◆ **Passage shown**
* * *
Module 8: Packaging and Deployment
Learning Objectives
By the end of this module you will be able to:
- Explain what Execution Environments are and why they matter
- Define an EE using
execution-environment.yml(version 3) - Build an EE with
ansible-builderand test it withansible-navigator - Sign content with
ansible-signusing GPG keys - Describe the supply chain security workflow (sign → push → verify)
The Story So Far
The CoP at Parasol Tech has built a tested, linted collection, parasoltech.infrastructure, with a webserver role, Molecule integration tests, pytest unit tests, and tox-ansible orchestration. Every pull request passes quality gates before it can be merged.
But then the trouble starts. A new team member runs the webserver playbook on their laptop and gets a different result. Their local Python environment is missing a dependency. Another team member works on a different OS and gets a version conflict in ansible.posix. The staging server has an older version of ansible-core than what the team tested with.
* * *
◆ **Data provided**
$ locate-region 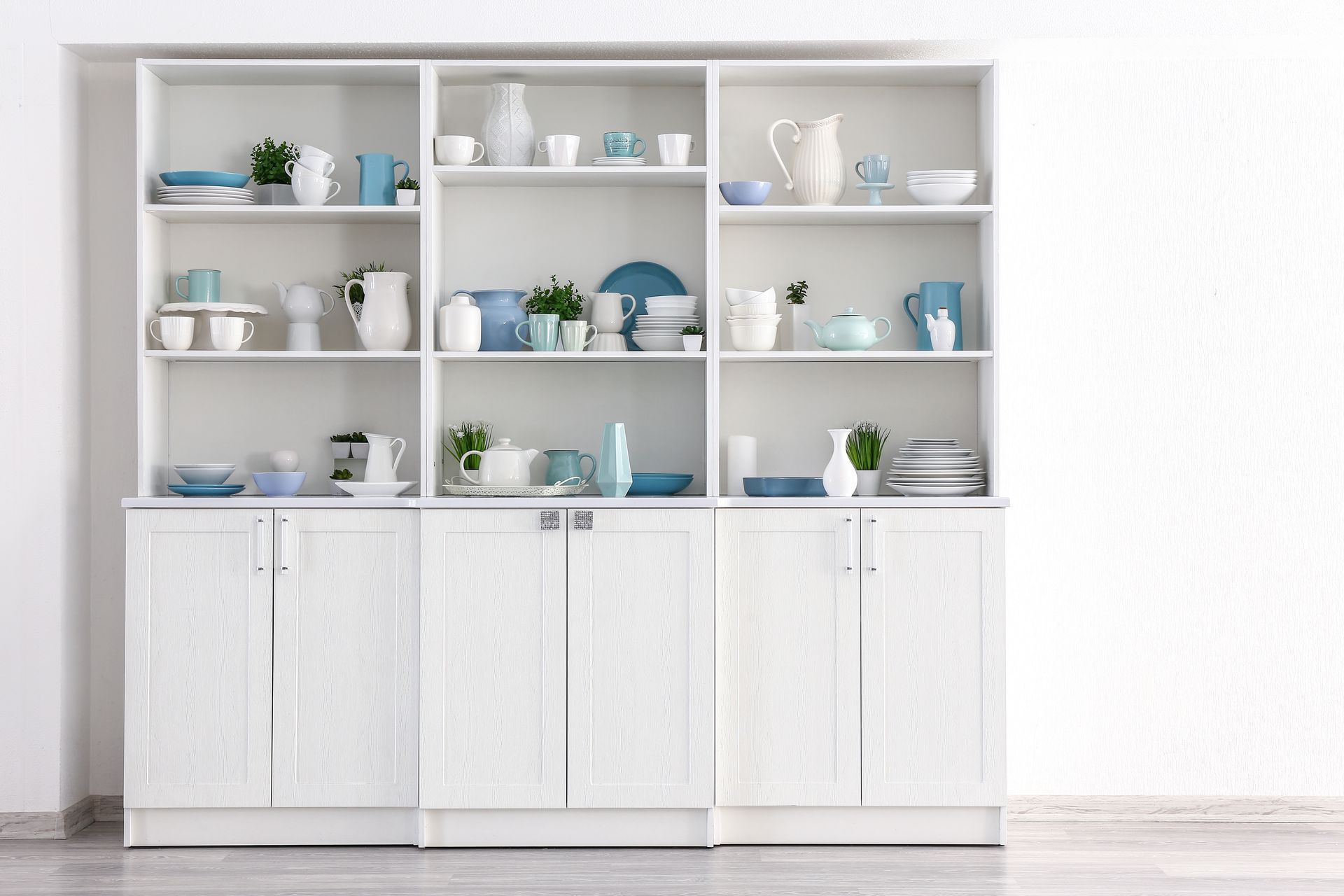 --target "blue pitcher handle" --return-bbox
* * *
◆ **To do**
A. In the packaging and deployment module, what is the name of the collection that the CoP at Parasol Tech has built?
B. For each statement below, say whether it agrees with the packaging and deployment module. Answer yes or no, and quote the text's deciding words.
(i) The collection built by the CoP includes a webserver role.
(ii) The staging server has a newer version of ansible-core than the team tested with.
(iii) Every pull request passes quality gates before it can be merged.
C. Reproduce word for word the part of the packaging and deployment module from "But then the" up to and including "team tested with.".

◆ **Answers provided**
A. parasoltech.infrastructure

B.
(i) Yes: "with a webserver role"
(ii) No: "The staging server has an older version of ansible-core than what the team tested with."
(iii) Yes: "Every pull request passes quality gates before it can be merged."

C.
But then the trouble starts. A new team member runs the webserver playbook on their laptop and gets a different result. Their local Python environment is missing a dependency. Another team member works on a different OS and gets a version conflict in ansible.posix. The staging server has an older version of ansible-core than what the team tested with.